● Records supplied:
┏━━

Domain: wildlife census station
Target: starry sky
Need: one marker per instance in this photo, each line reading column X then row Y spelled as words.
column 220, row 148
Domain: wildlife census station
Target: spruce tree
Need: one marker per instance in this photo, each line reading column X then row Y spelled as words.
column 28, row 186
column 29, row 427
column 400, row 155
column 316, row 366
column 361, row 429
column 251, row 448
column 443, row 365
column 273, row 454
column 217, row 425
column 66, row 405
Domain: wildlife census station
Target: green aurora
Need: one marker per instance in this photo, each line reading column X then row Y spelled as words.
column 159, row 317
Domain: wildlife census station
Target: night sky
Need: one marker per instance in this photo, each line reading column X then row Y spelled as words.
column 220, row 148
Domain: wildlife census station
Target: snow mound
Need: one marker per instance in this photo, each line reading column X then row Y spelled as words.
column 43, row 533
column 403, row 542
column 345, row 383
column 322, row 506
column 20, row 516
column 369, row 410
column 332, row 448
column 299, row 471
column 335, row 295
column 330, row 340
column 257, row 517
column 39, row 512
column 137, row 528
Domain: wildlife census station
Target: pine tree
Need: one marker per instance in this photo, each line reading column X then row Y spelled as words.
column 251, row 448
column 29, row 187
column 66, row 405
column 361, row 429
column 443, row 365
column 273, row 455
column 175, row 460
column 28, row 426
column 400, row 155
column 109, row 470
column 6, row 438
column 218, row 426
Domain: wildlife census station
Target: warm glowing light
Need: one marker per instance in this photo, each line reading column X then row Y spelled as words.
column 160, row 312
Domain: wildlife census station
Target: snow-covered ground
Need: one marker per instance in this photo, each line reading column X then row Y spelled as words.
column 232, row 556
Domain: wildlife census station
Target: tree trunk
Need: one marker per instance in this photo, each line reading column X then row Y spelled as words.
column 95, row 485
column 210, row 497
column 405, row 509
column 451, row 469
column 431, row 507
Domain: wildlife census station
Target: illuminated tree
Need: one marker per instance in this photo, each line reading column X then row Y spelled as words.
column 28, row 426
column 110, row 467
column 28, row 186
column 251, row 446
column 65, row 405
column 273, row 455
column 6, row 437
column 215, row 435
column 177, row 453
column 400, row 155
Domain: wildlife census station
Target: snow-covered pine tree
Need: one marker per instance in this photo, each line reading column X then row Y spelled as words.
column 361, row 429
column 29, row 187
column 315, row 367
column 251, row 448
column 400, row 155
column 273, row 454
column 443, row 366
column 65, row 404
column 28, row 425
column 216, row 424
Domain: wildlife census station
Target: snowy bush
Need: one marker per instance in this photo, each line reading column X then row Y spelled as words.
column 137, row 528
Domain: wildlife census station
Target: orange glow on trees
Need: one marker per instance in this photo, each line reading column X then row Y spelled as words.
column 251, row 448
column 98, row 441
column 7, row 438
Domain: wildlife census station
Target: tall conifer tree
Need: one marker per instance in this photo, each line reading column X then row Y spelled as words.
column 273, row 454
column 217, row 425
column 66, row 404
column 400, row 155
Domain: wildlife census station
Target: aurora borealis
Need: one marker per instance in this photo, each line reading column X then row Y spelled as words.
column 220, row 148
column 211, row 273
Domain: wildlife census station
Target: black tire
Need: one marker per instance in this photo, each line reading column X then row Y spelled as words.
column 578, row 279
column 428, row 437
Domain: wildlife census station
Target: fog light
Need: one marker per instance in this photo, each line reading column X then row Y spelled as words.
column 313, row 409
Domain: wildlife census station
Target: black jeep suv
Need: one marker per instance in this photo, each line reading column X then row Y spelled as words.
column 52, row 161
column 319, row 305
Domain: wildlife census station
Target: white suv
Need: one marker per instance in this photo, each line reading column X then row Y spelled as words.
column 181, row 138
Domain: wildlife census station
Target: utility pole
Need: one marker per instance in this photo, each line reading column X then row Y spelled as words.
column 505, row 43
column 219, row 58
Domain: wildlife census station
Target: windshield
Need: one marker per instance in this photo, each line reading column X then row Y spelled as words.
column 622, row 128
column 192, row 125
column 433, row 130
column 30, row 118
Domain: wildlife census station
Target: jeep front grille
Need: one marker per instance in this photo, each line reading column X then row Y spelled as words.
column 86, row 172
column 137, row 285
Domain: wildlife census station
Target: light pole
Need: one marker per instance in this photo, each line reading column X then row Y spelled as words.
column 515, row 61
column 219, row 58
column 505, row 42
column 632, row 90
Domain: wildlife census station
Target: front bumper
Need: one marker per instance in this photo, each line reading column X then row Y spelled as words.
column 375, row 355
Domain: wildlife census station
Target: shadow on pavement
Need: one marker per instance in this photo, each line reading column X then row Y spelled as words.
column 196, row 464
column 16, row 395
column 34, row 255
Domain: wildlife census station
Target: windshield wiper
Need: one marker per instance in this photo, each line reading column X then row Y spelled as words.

┗━━

● Description of the task: Set down the lines above as they stand, starting with the first line and ending with the line that contains "Target: snow mound".

● Response box:
Domain: wildlife census station
Target: starry sky
Need: one marker per instance in this photo, each line reading column X then row Y spelled as words.
column 220, row 148
Domain: wildlife census station
Target: spruce tree
Need: one marker per instance in this photo, each line reading column X then row Y spelled as words.
column 28, row 186
column 29, row 427
column 400, row 155
column 316, row 366
column 361, row 429
column 251, row 448
column 443, row 365
column 273, row 454
column 217, row 425
column 66, row 405
Domain: wildlife census station
Target: green aurora
Need: one marker per instance in this photo, each line reading column X then row Y spelled as words.
column 159, row 317
Domain: wildlife census station
Target: night sky
Need: one marker per instance in this photo, each line reading column X then row Y spelled as words.
column 220, row 148
Domain: wildlife census station
Target: snow mound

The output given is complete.